--- Prompt ---
Copy the material from the line containing "Where can you find the coat" through the end, inclusive, with "Target" replaced by "Object" and nothing else changed.

--- Listed entries ---
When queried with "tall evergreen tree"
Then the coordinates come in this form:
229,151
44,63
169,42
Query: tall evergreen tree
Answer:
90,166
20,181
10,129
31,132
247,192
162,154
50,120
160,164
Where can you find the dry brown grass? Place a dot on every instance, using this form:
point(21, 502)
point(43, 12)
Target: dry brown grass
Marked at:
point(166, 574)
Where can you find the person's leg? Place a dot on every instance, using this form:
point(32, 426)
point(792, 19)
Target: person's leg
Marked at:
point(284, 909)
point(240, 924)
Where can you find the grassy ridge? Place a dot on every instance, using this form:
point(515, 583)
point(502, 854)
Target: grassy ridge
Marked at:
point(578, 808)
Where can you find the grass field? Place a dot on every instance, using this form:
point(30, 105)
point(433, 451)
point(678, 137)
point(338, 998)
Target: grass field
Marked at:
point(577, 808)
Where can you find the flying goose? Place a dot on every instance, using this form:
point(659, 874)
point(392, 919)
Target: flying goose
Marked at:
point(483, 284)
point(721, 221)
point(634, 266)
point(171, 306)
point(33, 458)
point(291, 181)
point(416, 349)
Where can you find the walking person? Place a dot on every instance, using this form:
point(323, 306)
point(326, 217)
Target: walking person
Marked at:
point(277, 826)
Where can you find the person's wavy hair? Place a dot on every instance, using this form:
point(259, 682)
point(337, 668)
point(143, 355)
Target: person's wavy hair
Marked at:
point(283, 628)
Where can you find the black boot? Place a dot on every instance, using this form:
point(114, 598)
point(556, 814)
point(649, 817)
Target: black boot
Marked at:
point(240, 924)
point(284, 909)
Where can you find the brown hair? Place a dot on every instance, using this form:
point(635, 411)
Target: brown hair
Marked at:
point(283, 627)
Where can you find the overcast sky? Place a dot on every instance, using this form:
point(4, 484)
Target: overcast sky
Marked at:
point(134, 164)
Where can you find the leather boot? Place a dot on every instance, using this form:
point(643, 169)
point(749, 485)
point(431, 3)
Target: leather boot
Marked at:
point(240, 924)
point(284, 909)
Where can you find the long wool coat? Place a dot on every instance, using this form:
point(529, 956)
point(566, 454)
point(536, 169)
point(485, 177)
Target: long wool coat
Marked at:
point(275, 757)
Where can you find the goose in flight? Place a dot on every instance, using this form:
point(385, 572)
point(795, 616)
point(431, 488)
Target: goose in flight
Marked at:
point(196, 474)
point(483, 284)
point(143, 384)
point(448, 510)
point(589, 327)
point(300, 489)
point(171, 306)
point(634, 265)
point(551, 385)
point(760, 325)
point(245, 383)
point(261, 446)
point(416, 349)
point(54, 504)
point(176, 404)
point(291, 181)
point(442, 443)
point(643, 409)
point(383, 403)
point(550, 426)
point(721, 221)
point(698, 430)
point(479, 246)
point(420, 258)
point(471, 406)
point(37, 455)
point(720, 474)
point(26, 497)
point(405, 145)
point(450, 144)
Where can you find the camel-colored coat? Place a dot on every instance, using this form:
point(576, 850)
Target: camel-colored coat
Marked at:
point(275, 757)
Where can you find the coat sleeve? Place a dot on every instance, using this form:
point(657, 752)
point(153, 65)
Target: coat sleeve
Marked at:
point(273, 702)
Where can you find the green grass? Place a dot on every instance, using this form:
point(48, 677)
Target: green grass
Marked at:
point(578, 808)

--- Exercise result ---
Where can you find the coat sleeve? Place a dot on every instance, using this form:
point(657, 752)
point(153, 65)
Object: coat sleeve
Marked at:
point(273, 702)
Where can you find the green grass? Place a dot on every instance, using this form:
point(48, 677)
Object: green grass
Marked at:
point(578, 808)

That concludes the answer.